==== GIVEN INFORMATION ====

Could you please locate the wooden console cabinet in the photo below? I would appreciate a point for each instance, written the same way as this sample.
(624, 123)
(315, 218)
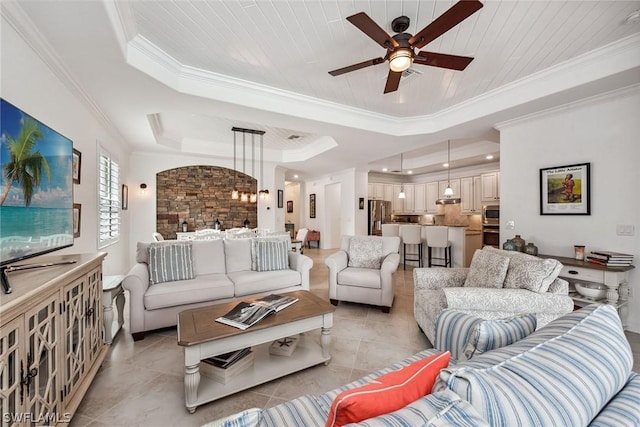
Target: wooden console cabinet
(51, 344)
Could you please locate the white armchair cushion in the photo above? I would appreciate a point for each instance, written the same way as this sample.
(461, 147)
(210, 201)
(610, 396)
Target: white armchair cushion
(365, 252)
(487, 270)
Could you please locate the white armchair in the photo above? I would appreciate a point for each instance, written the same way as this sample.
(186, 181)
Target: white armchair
(362, 271)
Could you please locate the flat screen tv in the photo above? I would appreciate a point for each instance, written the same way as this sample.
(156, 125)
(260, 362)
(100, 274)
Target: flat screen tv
(36, 189)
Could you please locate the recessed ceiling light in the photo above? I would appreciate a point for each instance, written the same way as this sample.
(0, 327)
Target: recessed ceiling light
(634, 18)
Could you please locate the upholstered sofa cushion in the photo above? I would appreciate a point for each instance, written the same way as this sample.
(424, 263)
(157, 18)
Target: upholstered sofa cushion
(170, 262)
(435, 410)
(566, 380)
(527, 271)
(491, 334)
(365, 252)
(206, 287)
(248, 282)
(487, 270)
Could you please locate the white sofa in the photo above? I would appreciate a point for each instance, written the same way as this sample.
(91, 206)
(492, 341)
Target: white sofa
(528, 284)
(222, 272)
(364, 273)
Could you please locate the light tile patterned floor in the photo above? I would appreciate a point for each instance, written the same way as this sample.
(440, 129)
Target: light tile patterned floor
(141, 383)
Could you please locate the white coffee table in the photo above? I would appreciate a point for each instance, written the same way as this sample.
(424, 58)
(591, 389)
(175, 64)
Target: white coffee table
(203, 337)
(112, 289)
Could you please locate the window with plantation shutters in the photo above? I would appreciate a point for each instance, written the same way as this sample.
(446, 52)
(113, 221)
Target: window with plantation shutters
(109, 201)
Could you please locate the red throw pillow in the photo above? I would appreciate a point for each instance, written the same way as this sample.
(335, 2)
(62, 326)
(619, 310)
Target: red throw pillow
(388, 393)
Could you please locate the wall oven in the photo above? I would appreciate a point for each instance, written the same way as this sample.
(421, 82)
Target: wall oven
(491, 226)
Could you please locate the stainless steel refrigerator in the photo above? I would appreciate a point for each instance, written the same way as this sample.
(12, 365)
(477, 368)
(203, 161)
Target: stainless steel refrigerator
(379, 213)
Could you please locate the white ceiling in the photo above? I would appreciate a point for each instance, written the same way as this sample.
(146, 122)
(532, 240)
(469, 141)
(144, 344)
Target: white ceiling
(177, 75)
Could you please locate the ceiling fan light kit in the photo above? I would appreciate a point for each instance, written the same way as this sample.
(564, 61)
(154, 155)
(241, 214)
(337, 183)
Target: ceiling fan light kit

====

▸ WHAT TO DO
Put each line of the listing above into the copy exactly, dropping the pictures.

▸ TASK OUTPUT
Could you please locate the wooden console cabinet in the photo below? I would appreciate a point for each instance, written the same way as this sample.
(624, 123)
(315, 218)
Target: wooden console cabinet
(51, 344)
Could you please locate the white armchair cushion in the photo above? I would appreciate a point for each instance, written the same way as this sample.
(461, 147)
(210, 201)
(610, 396)
Target: white armchair cushion
(365, 252)
(487, 270)
Could you please locate the white armchair in the photo above? I would appreciate a point for each instance, written the same way as this sample.
(186, 181)
Target: white armchair
(362, 271)
Could you please locate the flat screen tv in the photo above? I would appreciate a point for each instance, written the same way as this sample.
(156, 125)
(260, 362)
(100, 274)
Target: flat screen tv
(36, 189)
Could you please locate the recessed ceiling light in the photo above? I would appreciate a point for each instance, written the same way as this sample.
(0, 327)
Target: recessed ceiling light
(634, 18)
Could you please locate the upholstered sofa cushion in the photo above? I would appreciate a point for each instance, written the same way as this sample.
(424, 263)
(157, 18)
Target: upholstered sofa cushion
(170, 262)
(435, 410)
(566, 380)
(527, 271)
(491, 334)
(365, 252)
(206, 287)
(248, 282)
(487, 270)
Could you please locate the white sofa in the photo above? I would appreciate a point for each instance, written the same way as this sample.
(91, 206)
(492, 341)
Target: white sofa
(528, 284)
(222, 272)
(364, 273)
Could you please locate the light tile patterned floor in the photo above? I would appreciate a point for each instance, written the same way as this sample.
(440, 129)
Target: light tile patterned floor
(141, 383)
Could you please locate the white coffee table in the photo above? I would appreciate a point for each instance, written the same way as this sample.
(424, 58)
(591, 389)
(175, 64)
Target: white coffee table
(203, 337)
(112, 289)
Could you please locate the window with plantation shutters in the photo above? I would appreciate a point for each instance, written the same way as this sample.
(446, 52)
(113, 221)
Target: window with plantation shutters
(109, 201)
Could you please locate the red throw pillow in the photo above? I would appreciate a point for each instance, written the same way as this sample.
(335, 2)
(62, 326)
(619, 310)
Target: red throw pillow
(388, 393)
Could you please locate the wall oven in the photo above? I would appreciate a point for each instance, written the same way as this sample.
(421, 82)
Target: wall oven
(491, 226)
Could you please locate the stainless steel refrigerator in the photo above? I would appreciate a point for each instance, written the same way as this sample.
(12, 365)
(477, 368)
(203, 161)
Target: stainless steel refrigerator
(379, 213)
Could you please locate the white ceiling in the photo above? I would appreciate a point for each instance, written the same way as this sample.
(146, 122)
(532, 240)
(469, 141)
(144, 344)
Target: white ceiling
(177, 75)
Could you please locate the ceiling fan light kit in the photo above? I would appreciate a point for each instance, written the same way as this sample.
(564, 61)
(154, 155)
(241, 214)
(337, 183)
Target: ceiling fan light kit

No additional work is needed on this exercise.